TEXT FOR ANALYSIS:
────────

Dive Brief:
- IRS Commissioner Charles Rettig in testimony to a Senate committee Thursday said steady, multi-year funding is essential to agency efforts to upgrade technology, hire sufficient staff and clear a backlog of more than 20 million unprocessed tax returns.
- “This agency like every other federal agency has been in more than 100 continuing [budget] resolutions since calendar year 2001,” Rettig told the Senate Finance Committee, noting that the IRS received approval for its current budget as late as March 15.
- “It is impossible to build a robust, meaningful technology infrastructure for any agency, for any private sector organization, when we don’t have consistent, timely, multi-year funding,” Rettig said.
Dive Insight:
The IRS for decades has operated on tight budgets that have hampered efforts at enforcement, processing tax returns and replace technology that dates to the 1960s.
Since 2010 the agency’s workforce has shrunk 17% even as its workload – based on the number of filings – has increased 19%, National Taxpayer Advocate Erin Collins told a House Ways and Means subcommittee in February.
With insufficient resources, IRS employees in 2019 answered only 29% of taxpayer phone calls, Collins said. “IT systems are antiquated and are largely held together by belt and suspenders, currently unable to offer taxpayers seemingly basic features like effective online accounts.”
IRS challenges increased during the pandemic as the agency took the lead in distributing federal aid through tax credits and checks.
The Biden administration last month proposed raising the IRS budget by 18.3% to $14.1 billion for fiscal year 2023. A portion of the new funding will go toward improving oversight of corporate tax returns and those filed by high income taxpayers.

────────

Region pointing data

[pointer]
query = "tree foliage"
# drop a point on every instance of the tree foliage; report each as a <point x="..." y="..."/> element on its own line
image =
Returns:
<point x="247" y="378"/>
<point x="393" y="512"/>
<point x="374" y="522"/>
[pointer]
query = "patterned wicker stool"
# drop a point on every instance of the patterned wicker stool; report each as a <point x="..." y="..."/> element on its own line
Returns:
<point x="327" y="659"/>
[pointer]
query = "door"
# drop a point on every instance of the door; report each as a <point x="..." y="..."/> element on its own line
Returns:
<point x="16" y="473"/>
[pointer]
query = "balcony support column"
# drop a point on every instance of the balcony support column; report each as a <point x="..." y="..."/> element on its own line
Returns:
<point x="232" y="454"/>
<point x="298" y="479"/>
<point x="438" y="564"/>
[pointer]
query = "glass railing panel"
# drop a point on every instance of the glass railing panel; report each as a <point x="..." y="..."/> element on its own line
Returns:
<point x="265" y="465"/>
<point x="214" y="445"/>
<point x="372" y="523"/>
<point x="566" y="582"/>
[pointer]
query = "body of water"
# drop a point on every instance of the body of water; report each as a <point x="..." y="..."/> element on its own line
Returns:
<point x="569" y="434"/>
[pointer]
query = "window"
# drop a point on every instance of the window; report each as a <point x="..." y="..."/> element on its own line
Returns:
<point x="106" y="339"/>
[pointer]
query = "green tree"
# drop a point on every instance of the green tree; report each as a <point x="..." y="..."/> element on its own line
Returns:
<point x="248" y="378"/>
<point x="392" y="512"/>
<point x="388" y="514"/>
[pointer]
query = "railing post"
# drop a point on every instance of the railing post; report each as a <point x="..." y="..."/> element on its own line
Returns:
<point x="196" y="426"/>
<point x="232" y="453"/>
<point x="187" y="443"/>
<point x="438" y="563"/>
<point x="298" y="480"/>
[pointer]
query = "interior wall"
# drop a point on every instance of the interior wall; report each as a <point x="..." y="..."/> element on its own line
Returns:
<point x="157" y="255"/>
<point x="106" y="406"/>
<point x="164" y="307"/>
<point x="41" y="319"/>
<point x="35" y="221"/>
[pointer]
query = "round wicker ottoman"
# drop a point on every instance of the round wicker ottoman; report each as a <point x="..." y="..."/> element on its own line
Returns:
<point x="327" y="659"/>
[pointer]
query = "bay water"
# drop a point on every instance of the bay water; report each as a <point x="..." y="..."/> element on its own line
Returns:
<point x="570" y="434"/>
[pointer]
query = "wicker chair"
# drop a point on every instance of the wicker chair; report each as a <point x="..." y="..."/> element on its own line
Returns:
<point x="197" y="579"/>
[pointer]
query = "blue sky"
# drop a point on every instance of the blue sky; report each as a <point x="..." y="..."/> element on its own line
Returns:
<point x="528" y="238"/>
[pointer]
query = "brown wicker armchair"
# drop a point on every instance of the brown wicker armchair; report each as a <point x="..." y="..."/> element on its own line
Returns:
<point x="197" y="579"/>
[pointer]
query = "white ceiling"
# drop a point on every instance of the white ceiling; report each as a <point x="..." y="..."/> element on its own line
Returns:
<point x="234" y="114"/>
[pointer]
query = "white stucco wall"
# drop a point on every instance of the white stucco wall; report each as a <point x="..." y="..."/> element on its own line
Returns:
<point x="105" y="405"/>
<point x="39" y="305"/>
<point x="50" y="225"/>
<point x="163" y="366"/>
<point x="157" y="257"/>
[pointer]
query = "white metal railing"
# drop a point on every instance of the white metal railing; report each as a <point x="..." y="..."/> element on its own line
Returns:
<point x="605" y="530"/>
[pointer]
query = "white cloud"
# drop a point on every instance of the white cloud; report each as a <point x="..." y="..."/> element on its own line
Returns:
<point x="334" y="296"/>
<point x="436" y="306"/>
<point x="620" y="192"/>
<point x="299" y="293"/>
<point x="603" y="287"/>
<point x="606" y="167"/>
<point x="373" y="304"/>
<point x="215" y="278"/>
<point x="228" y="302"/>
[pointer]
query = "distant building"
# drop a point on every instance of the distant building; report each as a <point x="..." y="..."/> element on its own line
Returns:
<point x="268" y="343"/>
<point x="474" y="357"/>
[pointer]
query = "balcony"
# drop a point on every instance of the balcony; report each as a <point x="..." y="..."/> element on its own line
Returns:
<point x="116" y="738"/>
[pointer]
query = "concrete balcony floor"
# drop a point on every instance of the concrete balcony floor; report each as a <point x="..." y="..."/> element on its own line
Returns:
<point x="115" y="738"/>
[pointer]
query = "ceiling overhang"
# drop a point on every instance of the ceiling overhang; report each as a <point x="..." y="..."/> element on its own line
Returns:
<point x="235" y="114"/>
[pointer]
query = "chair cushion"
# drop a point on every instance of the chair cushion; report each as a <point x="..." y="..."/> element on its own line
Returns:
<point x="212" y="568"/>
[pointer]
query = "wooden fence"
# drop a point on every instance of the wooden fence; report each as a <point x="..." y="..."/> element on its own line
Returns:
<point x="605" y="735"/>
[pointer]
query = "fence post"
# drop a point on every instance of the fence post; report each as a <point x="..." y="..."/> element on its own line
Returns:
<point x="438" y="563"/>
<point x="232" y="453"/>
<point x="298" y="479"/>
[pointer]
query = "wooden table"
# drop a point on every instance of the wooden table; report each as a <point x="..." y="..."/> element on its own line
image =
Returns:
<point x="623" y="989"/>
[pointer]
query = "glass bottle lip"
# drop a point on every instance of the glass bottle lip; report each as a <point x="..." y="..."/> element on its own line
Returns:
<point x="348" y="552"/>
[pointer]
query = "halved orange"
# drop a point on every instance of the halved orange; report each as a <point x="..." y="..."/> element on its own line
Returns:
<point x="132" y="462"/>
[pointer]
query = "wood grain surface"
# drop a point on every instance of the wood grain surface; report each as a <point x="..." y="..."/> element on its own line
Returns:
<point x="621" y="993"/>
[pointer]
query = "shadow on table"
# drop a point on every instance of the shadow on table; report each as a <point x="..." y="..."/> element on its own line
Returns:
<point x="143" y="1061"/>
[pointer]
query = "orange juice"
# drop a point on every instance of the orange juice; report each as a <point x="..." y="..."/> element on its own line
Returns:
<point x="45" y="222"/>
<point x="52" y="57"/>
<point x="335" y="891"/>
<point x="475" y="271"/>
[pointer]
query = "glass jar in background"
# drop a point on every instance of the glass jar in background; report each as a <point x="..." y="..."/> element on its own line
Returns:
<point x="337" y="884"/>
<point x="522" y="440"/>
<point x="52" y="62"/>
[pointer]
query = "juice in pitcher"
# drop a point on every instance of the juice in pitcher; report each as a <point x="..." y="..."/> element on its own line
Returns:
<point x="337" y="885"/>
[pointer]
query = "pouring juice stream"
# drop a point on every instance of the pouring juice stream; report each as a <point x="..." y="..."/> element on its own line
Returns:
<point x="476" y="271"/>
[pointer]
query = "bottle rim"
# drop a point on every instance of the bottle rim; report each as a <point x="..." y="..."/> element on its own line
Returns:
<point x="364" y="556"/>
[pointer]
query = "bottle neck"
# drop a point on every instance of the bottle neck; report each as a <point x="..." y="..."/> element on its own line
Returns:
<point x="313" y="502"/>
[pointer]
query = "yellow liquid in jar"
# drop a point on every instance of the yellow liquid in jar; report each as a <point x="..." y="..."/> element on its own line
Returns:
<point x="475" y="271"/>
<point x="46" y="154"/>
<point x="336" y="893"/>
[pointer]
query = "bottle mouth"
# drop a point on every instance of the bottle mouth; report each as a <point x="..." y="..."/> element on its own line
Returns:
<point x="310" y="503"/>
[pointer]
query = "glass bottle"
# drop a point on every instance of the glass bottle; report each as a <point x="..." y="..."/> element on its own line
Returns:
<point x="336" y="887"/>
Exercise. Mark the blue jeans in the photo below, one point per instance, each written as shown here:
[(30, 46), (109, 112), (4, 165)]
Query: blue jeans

────────

TASKS TO PERFORM:
1) Indicate whether each statement below agrees with the article on IRS funding, answering yes or no and quoting the deciding words. (a) The IRS workforce has shrunk 17% since 2010. (b) In 2019, IRS employees answered most taxpayer phone calls. (c) The Biden administration proposed an IRS budget of $14.1 billion for fiscal year 2023.
2) According to the article on IRS funding, how large is the backlog of unprocessed tax returns?
3) Resume the article on IRS funding after its final sentence.

RESPONSES IN ORDER:
1)
(a) Yes: "Since 2010 the agency’s workforce has shrunk 17%"
(b) No: "IRS employees in 2019 answered only 29% of taxpayer phone calls"
(c) Yes: "proposed raising the IRS budget by 18.3% to $14.1 billion for fiscal year 2023"

2) More than 20 million unprocessed tax returns.

3)
The administration has proposed $463.3 million in IRS enforcement spending to help increase the audit rate, which since 2010 has declined by half for returns filed by large corporations, pass-through entities and high-wealth individuals, the IRS said.
Sub-par IRS performance has provoked partisan rancor that flared during the Thursday hearing.
“If you’re frustrated by poor customer service from the IRS, you have years and years of Republican cuts that have contributed mightily to the ability of the agency to meet your expectations,” Sen. Ron Wyden (D-Ore.) said during the hearing.
“For all the talk about running government more like a business, an awful lot of Republicans want to turn the government into the kind of dysfunctional business that never gets a repeat customer,” he said.
Republicans sought to fend off the criticism. “There’s a need to change course [at the IRS], but I don’t believe the administration’s outsized partisan approach is the solution,” Sen. Mike Crapo (R-Idaho).
“This is not a funding issue,” Crapo said. “Solutions to these challenges have existed for years, but today have not been implemented.”